__STATED EXERCISE A__
Name every person identified by name in the debate excerpt below.

__PASSAGE SHOWN__

━━━━━━━━━━

For years the Ministry of Education has underestimated the bases of applying this minimum policy for reducing the size of classes. It has underestimated the need to recruit more teachers to replace unqualified teachers, and the need for the expansion of school building and other matters of that kind. The Ministry still continues to do this. The Minister has advised that such and such a number of additional teachers are required in the next few years. He promptly and arbitrarily reduces the figure.

One of the conclusions drawn in the teaching profession is that the Ministry is not over-keen to get on with the job of applying speedily what is put into the Regulations. When will the Regulations be applied, in the view of the Parlia- mentary Secretary—in the next ten years? Will it be possible to take out this proviso allowing these maxima to be exceeded in the next ten years? Why not insist that something specific should be laid down so that at some time the Ministry could bring pressure to bear on a lax local education authority and say, "You cannot now argue that shortage of teachers or other circumstances compel you to carry on with these over-size classes which make impossible reasonable standards of education"?

We should be realistic about this. In the context of the Ministry's present policy relating to the size of teacher training colleges and the school building programme, we need a realistic statement about the Regulations. We require to know whether, in the Parliamentary Secretary's view, in the next five or ten years they mean anything at all.

11.2 p.m.

The Parliamentary Secretary to the Ministry of Education (Sir Edward Boyle)

I should like, first, to thank the hon. Member for Fulham (Mr. M. Stewart) for the manner in which he moved this Motion, and the four hon. Members opposite who have spoken on the way in which they have put their points.

May I, first, take up the point which the hon. Member for Newcastle-upon-Tyne, Central (Mr. Short) made about the question whether the teaching profession should play a larger part in deciding whether a particular teacher should be excluded from the profession. During my two and a half years at the Ministry it has fallen to me to take a certain amount of responsibility for these cases. This is a matter of such public interest and concern that it is only right that it should be a matter of ministerial responsibility, and I should like to assure the hon. Member that I have tried to deal with these cases in the most responsible manner possible.

As it happens, no less than four cases came before me for decision only this morning. There would be real difficulties about deciding these matters on a wider basis, with members of the teaching profession coming in and giving their views as well. I want to assure the hon. Gentleman that I regard this as one of the most responsible and important decisions which come before one, and I hope that in these cases I have taken the sort of decisions which the teaching profession would collectively approve.

Mr. Short

May I say that I was not attempting to impugn in any way the manner in which the hon. Gentleman carries out his duties? It is a matter of professional self-respect, and the teachers should put their house in order and unify their professional organisations.

━━━━━━━━━━

__MATERIAL PROVIDED__
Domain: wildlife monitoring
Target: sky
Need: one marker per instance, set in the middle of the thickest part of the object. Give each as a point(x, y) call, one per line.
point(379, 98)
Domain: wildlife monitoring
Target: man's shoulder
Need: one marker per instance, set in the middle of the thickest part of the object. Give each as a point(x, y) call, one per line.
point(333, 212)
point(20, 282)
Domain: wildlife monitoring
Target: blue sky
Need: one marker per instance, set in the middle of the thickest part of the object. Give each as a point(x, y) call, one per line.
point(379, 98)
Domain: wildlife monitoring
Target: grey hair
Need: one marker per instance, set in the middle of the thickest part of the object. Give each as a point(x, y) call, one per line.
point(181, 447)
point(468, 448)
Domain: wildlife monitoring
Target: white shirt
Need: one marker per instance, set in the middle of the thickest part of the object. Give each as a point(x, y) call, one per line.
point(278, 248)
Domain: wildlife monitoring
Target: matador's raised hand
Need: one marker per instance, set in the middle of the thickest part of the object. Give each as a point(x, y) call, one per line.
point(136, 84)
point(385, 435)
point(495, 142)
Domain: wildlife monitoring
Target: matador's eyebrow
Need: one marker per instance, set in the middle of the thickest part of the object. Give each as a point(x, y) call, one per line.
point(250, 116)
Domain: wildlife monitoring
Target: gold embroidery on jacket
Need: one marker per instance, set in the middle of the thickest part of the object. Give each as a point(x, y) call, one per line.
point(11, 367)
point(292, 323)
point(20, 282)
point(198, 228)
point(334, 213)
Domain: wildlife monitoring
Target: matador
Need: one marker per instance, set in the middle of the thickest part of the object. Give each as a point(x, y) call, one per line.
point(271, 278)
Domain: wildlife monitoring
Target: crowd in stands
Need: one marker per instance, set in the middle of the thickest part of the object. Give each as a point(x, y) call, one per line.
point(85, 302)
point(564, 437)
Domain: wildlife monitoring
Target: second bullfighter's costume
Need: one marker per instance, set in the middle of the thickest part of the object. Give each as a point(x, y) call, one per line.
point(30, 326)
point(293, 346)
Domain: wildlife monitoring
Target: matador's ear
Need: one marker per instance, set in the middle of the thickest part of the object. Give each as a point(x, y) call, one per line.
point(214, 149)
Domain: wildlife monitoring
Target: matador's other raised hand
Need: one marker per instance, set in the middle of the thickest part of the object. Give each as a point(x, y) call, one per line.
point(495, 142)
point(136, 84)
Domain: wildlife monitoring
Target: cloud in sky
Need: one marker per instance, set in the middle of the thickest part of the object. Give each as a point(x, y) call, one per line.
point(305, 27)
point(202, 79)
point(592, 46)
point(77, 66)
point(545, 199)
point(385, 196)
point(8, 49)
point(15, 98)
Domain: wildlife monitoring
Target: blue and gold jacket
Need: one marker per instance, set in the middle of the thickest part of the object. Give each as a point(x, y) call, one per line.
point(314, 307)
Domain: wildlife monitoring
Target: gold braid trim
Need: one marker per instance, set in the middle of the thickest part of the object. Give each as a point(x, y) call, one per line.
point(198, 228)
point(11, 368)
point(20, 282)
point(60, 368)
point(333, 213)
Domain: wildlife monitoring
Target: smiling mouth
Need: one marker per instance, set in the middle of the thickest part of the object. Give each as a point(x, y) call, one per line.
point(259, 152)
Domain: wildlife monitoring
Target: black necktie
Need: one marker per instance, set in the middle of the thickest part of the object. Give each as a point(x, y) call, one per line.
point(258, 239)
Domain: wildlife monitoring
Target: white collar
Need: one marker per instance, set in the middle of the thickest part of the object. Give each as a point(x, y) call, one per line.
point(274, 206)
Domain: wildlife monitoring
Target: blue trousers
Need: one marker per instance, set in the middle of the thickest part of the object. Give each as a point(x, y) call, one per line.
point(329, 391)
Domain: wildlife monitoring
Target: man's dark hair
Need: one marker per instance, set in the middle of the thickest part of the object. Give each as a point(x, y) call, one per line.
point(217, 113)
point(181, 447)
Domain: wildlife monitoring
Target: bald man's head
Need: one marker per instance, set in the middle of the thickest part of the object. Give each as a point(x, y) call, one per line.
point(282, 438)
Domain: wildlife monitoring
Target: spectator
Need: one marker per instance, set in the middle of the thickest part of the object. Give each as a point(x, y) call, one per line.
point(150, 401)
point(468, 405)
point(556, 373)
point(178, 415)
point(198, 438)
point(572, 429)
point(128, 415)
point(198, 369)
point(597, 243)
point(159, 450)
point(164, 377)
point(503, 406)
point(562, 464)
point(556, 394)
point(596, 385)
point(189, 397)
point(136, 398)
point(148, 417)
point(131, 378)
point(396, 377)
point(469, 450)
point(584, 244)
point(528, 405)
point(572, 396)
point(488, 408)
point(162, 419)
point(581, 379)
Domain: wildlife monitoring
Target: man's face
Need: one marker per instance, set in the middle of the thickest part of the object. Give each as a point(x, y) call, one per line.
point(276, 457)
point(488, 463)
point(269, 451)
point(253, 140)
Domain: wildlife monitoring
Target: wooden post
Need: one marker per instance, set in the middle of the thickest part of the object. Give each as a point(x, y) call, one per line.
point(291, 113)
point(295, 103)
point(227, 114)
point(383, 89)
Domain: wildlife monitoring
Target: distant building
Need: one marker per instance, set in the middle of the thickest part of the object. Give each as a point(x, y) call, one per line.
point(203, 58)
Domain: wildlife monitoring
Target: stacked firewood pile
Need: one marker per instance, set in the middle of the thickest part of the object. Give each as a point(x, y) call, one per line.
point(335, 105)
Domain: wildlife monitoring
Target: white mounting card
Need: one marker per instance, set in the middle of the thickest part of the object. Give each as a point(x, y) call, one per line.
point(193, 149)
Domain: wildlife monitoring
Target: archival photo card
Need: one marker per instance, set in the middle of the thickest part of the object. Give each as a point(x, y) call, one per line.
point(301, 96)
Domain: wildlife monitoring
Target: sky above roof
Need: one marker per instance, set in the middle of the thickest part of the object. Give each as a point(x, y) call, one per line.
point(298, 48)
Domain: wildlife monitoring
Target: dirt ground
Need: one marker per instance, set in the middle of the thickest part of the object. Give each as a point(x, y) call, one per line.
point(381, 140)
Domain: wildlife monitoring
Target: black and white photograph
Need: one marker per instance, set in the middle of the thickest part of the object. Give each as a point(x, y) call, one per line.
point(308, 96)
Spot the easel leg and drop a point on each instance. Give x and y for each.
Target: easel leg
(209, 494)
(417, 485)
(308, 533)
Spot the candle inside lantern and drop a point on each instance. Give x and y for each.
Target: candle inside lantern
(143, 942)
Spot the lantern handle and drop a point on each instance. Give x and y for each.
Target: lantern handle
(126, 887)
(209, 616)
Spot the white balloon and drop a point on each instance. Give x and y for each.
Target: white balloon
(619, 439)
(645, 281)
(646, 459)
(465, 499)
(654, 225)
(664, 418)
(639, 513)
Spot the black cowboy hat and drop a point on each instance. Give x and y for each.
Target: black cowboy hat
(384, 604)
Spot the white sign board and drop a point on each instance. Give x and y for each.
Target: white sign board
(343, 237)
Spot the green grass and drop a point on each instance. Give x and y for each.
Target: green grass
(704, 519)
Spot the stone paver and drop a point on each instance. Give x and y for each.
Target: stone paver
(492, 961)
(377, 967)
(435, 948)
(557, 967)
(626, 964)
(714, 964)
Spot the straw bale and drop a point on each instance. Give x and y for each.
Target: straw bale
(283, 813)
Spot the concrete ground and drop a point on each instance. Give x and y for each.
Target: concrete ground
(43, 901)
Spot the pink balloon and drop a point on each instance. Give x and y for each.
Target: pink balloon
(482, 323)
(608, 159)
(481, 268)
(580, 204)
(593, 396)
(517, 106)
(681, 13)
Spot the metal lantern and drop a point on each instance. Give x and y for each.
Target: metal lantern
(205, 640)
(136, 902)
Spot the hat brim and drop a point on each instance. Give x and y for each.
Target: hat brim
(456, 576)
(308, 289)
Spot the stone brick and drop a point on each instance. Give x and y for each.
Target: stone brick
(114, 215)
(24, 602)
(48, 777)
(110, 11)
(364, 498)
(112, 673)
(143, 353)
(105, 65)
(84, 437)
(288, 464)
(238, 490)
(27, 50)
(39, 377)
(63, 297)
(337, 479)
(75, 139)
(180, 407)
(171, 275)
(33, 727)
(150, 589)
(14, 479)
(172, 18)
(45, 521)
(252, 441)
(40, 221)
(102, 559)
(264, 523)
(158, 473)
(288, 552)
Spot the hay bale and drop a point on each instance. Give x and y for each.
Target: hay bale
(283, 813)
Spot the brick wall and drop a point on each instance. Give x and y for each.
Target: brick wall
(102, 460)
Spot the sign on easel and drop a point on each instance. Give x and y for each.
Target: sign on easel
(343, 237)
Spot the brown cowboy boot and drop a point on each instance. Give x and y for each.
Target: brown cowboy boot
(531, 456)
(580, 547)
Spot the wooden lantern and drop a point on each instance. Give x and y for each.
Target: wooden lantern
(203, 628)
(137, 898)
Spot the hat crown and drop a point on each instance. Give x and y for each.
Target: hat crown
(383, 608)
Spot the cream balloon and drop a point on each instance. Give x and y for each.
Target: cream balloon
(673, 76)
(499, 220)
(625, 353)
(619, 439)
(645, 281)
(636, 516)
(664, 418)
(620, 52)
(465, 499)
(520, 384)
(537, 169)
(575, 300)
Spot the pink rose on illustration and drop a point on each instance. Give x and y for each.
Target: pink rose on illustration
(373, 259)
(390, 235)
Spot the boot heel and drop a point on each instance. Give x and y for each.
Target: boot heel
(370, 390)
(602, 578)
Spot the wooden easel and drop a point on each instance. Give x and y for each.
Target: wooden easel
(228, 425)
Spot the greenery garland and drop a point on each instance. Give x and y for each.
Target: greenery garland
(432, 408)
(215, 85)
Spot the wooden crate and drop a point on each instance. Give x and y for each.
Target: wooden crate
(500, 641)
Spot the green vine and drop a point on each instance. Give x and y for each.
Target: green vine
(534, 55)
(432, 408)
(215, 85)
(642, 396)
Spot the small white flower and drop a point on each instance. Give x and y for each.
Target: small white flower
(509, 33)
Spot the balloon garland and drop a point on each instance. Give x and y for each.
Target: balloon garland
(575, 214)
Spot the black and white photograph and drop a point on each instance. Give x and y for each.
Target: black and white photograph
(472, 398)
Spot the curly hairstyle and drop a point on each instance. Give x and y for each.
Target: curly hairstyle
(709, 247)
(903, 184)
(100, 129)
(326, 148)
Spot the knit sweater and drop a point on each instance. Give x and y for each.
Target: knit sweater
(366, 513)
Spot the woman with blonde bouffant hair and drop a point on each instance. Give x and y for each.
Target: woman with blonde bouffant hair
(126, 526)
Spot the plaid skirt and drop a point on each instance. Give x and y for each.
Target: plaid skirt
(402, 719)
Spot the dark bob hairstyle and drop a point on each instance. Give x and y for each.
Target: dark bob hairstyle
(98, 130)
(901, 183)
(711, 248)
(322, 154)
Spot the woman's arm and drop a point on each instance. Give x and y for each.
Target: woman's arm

━━━━━━━━━━

__STATED EXERCISE B__
List every line of the listing above that contains the string "sweater", treating uppercase and lowercase as different.

__EXERCISE RESPONSE A__
Sir Edward Boyle
Mr. M. Stewart
Mr. Short

__EXERCISE RESPONSE B__
Spot the knit sweater and drop a point on each instance. Give x and y for each.
Target: knit sweater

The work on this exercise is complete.